TEXT EXCERPT:
»»
Search code examples
azure-devopsyamldatabricksazure-databricks

How to schedule a Databricks notebook and run a different notebook from the same Devops pipeline


I am trying to schedule notebook1 and I want to just run notebook2 only once using the devops pipeline. Please find the below code I used.

- task: Bash@3
  displayName: 'Schedule Databricks Notebook'
  inputs:
    targetType: 'inline'
    script: | 
      
      databricksUrl='https://adb-13946046.6.azuredatabricks.net/api/2.0'
      notebookPath1='/Users/user/notebook1.py'
      notebookPath2='/Users/user/notebook2.py'
      

      jobName='ScheduledJobName1'
      jobName2='testjob'

      requestUri="$databricksUrl/jobs/create"
      requestUriRun="$databricksUrl/jobs/run-now"

      body='{
        "name": "'$jobName'",
        "new_cluster": {
          "spark_version": "7.0.x",
          "node_type_id": "Standard_DS3_v2",
          "num_workers": 0
        },
        "notebook_task": {
          "notebook_path": "'$notebookPath1'"
        },
        "schedule": {
            "quartz_cron_expression": "45 10 * * * ?",
            "timezone_id": "Canada/Eastern"
        }
      }'

      body2='{
        "name": "'$jobName2'",
        "new_cluster": {
          "spark_version": "7.0.x",
          "node_type_id": "Standard_DS3_v2",
          "num_workers": 0
        },
        "notebook_task": {
          "notebook_path": "'$notebookPath2'"
        }
      }'

      # Make the API request
      curl -X POST -H "Authorization: Bearer $(token)" -H "Content-Type: application/json" -d "$body" "$requestUri"
      curl -X POST -H "Authorization: Bearer $(token)" -H "Content-Type: application/json" -d "$body2" "$requestUriRun"

But I only see notebook1 is scheduled and notebook2 is not run. Please assist.
««
TO BE DONE:
1. In the Databricks pipeline question, why does the first request body include a "schedule" block while the second one does not? Answer in one to three sentences.
2. Pick up the Databricks pipeline question from where it stops and continue it.

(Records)
»»
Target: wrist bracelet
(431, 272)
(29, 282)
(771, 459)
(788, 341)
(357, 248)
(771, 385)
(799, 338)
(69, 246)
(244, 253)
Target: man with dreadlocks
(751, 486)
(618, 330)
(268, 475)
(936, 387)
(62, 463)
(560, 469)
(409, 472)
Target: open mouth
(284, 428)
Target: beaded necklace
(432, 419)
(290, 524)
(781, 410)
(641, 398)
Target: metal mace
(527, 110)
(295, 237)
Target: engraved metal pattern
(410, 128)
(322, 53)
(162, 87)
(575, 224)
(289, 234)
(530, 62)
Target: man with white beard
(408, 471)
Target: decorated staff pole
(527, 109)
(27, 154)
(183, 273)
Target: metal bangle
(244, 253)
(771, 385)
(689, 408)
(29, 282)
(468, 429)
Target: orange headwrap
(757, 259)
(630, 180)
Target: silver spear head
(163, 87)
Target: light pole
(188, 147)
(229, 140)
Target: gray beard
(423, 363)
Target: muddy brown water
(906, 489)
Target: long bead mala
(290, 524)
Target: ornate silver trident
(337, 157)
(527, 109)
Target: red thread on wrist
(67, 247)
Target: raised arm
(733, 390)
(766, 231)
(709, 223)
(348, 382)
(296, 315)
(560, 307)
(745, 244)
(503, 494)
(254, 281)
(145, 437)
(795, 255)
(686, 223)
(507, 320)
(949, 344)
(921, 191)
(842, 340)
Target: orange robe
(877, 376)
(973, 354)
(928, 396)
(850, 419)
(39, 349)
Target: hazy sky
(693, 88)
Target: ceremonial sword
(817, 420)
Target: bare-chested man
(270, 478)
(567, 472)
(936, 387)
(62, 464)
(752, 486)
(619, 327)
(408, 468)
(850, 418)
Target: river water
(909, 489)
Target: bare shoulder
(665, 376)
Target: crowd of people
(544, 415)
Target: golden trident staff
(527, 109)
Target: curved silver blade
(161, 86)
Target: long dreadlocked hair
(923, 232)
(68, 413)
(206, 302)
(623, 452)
««
»»
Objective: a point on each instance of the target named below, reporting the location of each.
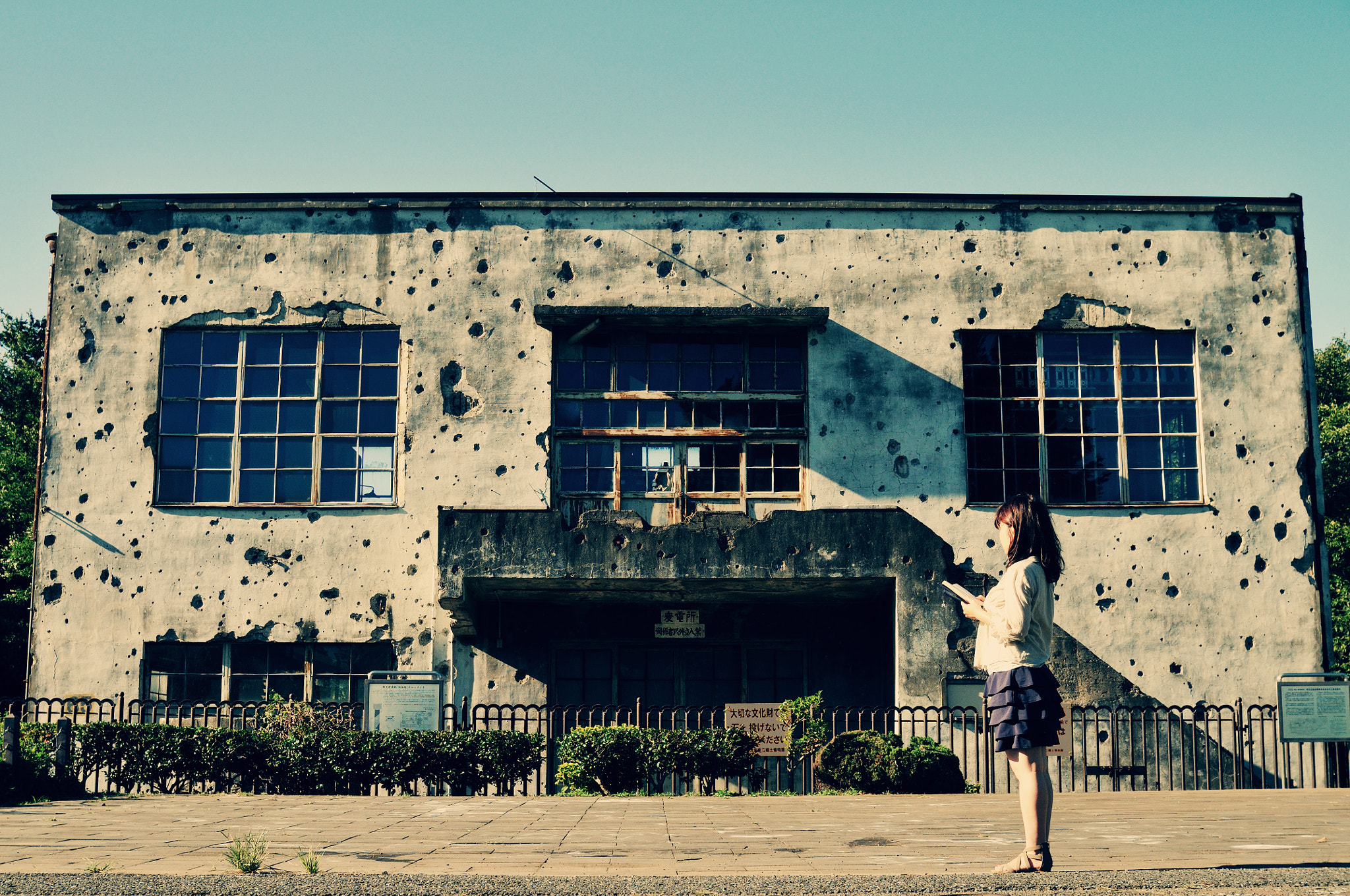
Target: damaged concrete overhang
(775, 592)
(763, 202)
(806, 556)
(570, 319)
««
RESPONSES IN ORDER:
1. The poster wants notebook1 to run on a schedule, so its job body carries a cron expression and timezone. Notebook2 is meant to run only once, so its body has no schedule and is sent to the run-now endpoint.

2.
Thanks


Solution

  • The jobs/run-now endpoint allows you to run an existing job by specifying its job ID. You need to predefine the job and get the job id.

    For example, i created a notebook with code inside:

    x = int(dbutils.widgets.get("x"))
    y = int(dbutils.widgets.get("y"))
    
    # Perform some calculation
    z = x + y
    
    # Return the output as JSON
    import json
    output = {"result": z}
    dbutils.notebook.exit(json.dumps(output))
    

    Then create a job jobtest in workflow, get the jobid from browser:

    enter image description here

    To trigger the job, use rest api code below in devops yaml:

    - task: Bash@3
      displayName: 'Schedule Databricks Notebook'
      inputs:
        targetType: 'inline'
        script: | 
          databricksUrl='https://adb-8152044424115302.3.azuredatabricks.net/api/2.0'
          requestUriRunnow="$databricksUrl/jobs/run-now"
    
          body3='{
            "job_id": 880800206549193,
            "notebook_params": {
                "x": "30",
                "y": "50"
              }
          }'
          # Make the API request
          curl -X POST -H "Authorization: Bearer $(token)" -H "Content-Type: application/json" -d "$body3" "$requestUriRunnow"
    

    It runs the job with parameters defined on databricks:

    enter image description here

    Another endpoint is jobs/runs/submit, it allows you to create and run a one-time job run without creating a job.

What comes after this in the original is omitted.